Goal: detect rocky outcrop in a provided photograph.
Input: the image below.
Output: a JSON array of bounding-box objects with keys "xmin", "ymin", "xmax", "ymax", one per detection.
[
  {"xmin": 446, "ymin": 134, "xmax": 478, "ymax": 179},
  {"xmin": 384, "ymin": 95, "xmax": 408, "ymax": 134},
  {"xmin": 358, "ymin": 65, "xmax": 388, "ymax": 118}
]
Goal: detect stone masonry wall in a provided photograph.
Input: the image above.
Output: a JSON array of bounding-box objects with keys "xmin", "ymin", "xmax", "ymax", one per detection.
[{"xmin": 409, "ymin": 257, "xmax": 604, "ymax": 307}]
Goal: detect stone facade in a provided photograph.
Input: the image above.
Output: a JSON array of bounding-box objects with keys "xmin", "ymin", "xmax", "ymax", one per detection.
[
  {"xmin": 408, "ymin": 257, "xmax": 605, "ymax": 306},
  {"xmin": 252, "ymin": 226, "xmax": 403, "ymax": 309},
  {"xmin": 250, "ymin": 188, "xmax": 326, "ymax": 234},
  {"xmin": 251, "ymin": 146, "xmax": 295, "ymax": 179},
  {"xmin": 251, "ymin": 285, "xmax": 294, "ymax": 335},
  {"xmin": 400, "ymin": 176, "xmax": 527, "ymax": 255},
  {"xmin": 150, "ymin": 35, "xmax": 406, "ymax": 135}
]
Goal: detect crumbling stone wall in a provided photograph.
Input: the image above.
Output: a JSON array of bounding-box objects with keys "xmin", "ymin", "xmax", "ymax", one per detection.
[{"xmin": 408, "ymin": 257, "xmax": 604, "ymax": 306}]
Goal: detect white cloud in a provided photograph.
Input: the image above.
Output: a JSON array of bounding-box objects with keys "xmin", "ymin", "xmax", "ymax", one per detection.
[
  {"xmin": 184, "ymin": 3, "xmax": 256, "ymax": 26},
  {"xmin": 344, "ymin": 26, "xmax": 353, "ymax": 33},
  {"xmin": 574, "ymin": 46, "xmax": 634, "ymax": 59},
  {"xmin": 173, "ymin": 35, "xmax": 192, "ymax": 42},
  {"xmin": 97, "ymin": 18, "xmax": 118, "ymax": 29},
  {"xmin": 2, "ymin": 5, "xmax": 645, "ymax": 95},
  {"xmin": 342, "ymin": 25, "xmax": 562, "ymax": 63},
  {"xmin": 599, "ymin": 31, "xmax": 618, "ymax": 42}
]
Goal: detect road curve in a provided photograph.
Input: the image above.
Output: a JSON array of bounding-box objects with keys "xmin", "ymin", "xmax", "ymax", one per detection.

==*==

**Exercise brief:**
Type the records out again. Match them exactly.

**Solution for this problem:**
Goal: detect rocky outcrop in a provided photograph.
Input: the image below.
Output: a JSON array of bounding-box objects with keys "xmin", "ymin", "xmax", "ymax", one per detection.
[
  {"xmin": 446, "ymin": 134, "xmax": 478, "ymax": 179},
  {"xmin": 384, "ymin": 95, "xmax": 408, "ymax": 134},
  {"xmin": 358, "ymin": 65, "xmax": 388, "ymax": 118}
]
Goal: detect stone masonry wall in a provided photograph.
Input: the image above.
Output: a JSON array of bounding-box objects with keys "xmin", "ymin", "xmax", "ymax", one per detection.
[{"xmin": 409, "ymin": 257, "xmax": 604, "ymax": 307}]
Goal: detect stone facade in a provided photograph.
Input: the image above.
Output: a JSON array of bounding-box objects with keys "xmin", "ymin", "xmax", "ymax", one per detection.
[
  {"xmin": 408, "ymin": 257, "xmax": 605, "ymax": 306},
  {"xmin": 252, "ymin": 226, "xmax": 403, "ymax": 309},
  {"xmin": 250, "ymin": 188, "xmax": 326, "ymax": 234},
  {"xmin": 251, "ymin": 146, "xmax": 295, "ymax": 179},
  {"xmin": 251, "ymin": 285, "xmax": 294, "ymax": 335},
  {"xmin": 400, "ymin": 176, "xmax": 527, "ymax": 255},
  {"xmin": 150, "ymin": 35, "xmax": 406, "ymax": 135}
]
Goal: detect crumbling stone wall in a provided photograph.
Input: the image above.
Output: a JSON array of bounding-box objects with keys "xmin", "ymin", "xmax", "ymax", one per detection.
[{"xmin": 408, "ymin": 257, "xmax": 604, "ymax": 306}]
Goal: detect white cloud in a provided photograph.
Input: the image above.
Output: a JSON array of bounding-box objects with keys "xmin", "ymin", "xmax", "ymax", one per detection.
[
  {"xmin": 184, "ymin": 3, "xmax": 256, "ymax": 26},
  {"xmin": 344, "ymin": 26, "xmax": 353, "ymax": 33},
  {"xmin": 574, "ymin": 46, "xmax": 634, "ymax": 59},
  {"xmin": 173, "ymin": 35, "xmax": 192, "ymax": 42},
  {"xmin": 97, "ymin": 18, "xmax": 118, "ymax": 29},
  {"xmin": 2, "ymin": 5, "xmax": 645, "ymax": 95},
  {"xmin": 342, "ymin": 25, "xmax": 562, "ymax": 63},
  {"xmin": 599, "ymin": 31, "xmax": 618, "ymax": 42}
]
Goal: detect road curve in a provided photograph.
Input: the image above.
Output: a JSON array of bounding-box objects with keys "xmin", "ymin", "xmax", "ymax", one per detection.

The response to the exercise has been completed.